▶ **EXERCISE GOAL**: Out of the material that follows, write out exactly the lines from the line with "of the window" to the line with "the green tree", both ends included, and no others.

DATASET RECORDS START

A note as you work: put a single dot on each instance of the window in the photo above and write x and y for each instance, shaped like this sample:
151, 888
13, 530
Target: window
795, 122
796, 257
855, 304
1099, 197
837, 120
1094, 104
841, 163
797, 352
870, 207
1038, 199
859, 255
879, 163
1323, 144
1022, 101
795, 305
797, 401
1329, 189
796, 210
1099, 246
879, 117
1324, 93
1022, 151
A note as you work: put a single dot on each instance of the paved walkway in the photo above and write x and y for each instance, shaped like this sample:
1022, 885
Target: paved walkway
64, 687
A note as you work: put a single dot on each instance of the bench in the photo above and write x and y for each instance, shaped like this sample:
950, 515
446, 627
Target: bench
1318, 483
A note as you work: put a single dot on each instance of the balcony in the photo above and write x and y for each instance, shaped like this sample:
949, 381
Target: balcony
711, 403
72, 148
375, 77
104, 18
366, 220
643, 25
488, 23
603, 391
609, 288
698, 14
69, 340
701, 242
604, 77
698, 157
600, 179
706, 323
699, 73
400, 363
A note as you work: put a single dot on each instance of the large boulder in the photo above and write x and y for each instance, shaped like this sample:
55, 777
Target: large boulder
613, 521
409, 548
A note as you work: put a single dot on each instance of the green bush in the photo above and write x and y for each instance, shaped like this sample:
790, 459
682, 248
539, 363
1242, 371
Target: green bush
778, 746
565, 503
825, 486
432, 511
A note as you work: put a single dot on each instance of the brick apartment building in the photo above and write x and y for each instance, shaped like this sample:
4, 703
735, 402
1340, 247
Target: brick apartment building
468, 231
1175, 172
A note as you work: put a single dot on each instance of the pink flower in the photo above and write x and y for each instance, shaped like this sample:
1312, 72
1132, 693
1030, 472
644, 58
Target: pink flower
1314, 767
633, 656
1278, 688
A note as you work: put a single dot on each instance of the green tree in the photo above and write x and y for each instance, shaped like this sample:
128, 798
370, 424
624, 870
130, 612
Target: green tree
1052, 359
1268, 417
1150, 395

DATASET RECORDS END
DATASET RECORDS START

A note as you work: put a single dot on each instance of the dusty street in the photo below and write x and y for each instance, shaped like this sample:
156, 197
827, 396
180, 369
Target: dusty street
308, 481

DATASET RECORDS END

▶ **ANSWER TO THIS PROBLEM**:
A note as you work: put a single dot on each instance of the window in the photo above and write x and y for each instance, shaped like this sample:
151, 888
13, 530
Target: window
795, 122
796, 257
855, 304
1099, 197
837, 120
1094, 104
841, 163
797, 352
870, 207
1038, 199
859, 255
879, 163
1323, 144
1022, 101
795, 305
797, 401
1329, 189
796, 210
1099, 246
879, 117
1324, 93
1022, 151
A note as you work: put a single dot on each instance of the paved walkway in the photo above and write x and y for each instance, shaped like this sample:
1022, 885
Target: paved walkway
64, 687
A note as you work: put a single dot on each instance of the bench in the photo above and write x and y for each instance, shaped like this sample:
950, 515
446, 627
Target: bench
1318, 483
A note as you work: put a single dot on each instance of the balcony in the photo above and write x and y for each instance, shaped like this sample:
949, 381
Target: balcony
711, 403
72, 148
375, 77
104, 18
366, 220
643, 25
488, 23
603, 391
609, 288
698, 14
69, 340
701, 242
604, 77
698, 157
600, 179
706, 323
699, 73
400, 363
A note as you work: put a single dot on each instance of the large boulder in the photo above and write x and y for each instance, shaped like this sample:
55, 777
Target: large boulder
613, 521
409, 548
A note as you work: put a single dot on each instance of the green bush in the photo above and write x and y for each instance, shaped like this sample:
790, 459
682, 248
539, 363
1242, 371
Target: green bush
778, 746
565, 503
825, 486
432, 511
A note as you work: put a single dot on each instance of the brick apartment building in the photo above and write x and y for each instance, shaped like this sample:
4, 703
735, 402
1340, 247
Target: brick apartment building
468, 231
1175, 172
A note as you work: put a single dot on each instance of the pink flower in the photo above and write x and y for each instance, shaped like this sample:
1312, 72
1132, 693
1030, 472
644, 58
Target: pink flower
1314, 767
633, 656
1278, 688
A note as you work: put a single dot on each instance of the green tree in the photo above and write x and y for each instance, shaped like this sample:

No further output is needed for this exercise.